• **DATA EXTRACT**
------------------------------------------------------------------------

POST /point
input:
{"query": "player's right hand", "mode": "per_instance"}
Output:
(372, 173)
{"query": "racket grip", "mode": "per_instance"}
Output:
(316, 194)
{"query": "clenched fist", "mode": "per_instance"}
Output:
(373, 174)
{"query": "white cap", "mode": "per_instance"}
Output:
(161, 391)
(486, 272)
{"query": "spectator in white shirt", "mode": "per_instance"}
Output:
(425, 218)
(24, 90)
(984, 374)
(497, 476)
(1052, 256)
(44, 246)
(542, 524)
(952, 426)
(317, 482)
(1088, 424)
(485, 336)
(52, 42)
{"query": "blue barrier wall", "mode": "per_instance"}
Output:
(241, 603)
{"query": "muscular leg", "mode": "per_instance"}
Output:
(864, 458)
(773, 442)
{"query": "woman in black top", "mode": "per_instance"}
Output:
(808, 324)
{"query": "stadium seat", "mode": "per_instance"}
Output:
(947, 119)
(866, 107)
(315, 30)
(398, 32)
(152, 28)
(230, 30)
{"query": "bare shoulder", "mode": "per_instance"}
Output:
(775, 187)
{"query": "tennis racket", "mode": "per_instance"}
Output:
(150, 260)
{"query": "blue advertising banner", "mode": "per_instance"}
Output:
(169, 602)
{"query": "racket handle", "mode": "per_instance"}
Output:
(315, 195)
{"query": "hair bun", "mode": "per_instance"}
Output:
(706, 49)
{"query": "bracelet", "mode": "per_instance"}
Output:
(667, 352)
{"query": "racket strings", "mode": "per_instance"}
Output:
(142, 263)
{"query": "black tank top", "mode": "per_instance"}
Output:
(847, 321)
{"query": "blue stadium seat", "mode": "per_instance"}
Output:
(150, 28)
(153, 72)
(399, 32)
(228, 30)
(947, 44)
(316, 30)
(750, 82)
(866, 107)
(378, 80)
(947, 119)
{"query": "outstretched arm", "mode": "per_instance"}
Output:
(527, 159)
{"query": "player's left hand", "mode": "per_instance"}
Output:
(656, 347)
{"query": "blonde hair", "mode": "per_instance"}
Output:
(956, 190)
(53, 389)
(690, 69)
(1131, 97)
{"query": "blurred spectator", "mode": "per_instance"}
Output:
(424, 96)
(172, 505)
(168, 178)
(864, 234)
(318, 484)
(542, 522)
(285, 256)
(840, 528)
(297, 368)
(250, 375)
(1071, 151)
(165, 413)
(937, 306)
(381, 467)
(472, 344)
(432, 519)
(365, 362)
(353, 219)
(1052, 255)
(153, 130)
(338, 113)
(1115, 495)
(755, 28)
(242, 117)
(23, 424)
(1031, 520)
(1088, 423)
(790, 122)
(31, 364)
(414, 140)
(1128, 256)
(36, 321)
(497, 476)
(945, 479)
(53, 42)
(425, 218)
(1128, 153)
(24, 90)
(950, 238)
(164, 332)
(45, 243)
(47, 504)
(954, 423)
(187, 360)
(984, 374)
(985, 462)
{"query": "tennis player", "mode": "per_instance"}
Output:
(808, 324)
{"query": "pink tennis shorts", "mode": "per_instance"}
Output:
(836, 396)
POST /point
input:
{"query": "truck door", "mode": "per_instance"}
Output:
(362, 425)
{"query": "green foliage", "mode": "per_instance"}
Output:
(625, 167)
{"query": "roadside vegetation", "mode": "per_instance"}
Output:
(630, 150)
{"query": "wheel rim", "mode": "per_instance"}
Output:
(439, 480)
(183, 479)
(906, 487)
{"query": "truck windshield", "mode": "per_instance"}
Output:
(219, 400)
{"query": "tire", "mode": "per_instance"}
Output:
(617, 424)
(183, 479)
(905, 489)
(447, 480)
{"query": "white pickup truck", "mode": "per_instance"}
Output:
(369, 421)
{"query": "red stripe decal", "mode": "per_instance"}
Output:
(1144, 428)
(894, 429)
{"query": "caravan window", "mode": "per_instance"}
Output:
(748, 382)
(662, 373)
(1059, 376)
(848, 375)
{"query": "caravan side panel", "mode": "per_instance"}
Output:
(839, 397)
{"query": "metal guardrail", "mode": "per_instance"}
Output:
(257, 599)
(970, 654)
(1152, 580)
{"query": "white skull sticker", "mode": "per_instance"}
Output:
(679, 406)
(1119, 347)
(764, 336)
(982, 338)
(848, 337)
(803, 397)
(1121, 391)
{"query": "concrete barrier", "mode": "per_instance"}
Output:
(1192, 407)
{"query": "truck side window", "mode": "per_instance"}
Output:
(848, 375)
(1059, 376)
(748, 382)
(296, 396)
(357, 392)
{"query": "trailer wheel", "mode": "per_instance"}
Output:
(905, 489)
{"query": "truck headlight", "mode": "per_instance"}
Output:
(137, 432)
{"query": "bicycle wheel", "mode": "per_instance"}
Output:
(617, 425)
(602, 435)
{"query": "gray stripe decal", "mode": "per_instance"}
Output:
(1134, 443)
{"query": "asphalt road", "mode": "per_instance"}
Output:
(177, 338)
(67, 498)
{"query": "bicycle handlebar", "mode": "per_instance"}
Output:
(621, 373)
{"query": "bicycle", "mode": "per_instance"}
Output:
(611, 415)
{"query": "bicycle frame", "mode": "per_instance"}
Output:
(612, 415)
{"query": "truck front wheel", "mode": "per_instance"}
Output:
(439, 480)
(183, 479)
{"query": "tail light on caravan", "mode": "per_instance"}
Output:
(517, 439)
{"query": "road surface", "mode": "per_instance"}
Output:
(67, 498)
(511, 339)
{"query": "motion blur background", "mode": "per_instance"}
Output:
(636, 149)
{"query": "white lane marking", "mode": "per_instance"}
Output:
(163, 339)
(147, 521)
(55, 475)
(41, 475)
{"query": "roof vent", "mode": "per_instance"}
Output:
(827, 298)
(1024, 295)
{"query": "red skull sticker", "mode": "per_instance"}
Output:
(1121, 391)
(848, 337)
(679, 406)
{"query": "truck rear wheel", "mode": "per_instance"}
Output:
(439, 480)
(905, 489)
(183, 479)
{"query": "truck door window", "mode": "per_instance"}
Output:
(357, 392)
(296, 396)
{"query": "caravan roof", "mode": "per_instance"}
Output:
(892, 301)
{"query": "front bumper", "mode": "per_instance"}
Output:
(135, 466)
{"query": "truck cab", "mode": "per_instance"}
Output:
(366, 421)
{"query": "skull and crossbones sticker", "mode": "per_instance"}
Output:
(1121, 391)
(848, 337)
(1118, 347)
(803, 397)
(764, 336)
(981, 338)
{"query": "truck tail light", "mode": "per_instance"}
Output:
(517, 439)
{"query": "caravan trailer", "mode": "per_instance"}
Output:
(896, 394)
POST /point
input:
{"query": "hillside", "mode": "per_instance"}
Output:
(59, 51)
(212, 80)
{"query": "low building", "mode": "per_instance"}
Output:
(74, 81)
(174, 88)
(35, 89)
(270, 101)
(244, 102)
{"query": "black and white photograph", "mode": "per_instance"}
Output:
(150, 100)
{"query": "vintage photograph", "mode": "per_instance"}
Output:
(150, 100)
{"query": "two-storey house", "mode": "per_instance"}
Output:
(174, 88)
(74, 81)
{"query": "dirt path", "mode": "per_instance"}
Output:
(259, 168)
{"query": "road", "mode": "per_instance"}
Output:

------------------------------------------------------------------------

• **WHAT THE TASK REQUIRES**
Go through the entries and copy every line with "window".

• **ANSWER SPACE**
{"query": "caravan window", "mode": "per_instance"}
{"query": "truck side window", "mode": "per_instance"}
{"query": "truck door window", "mode": "per_instance"}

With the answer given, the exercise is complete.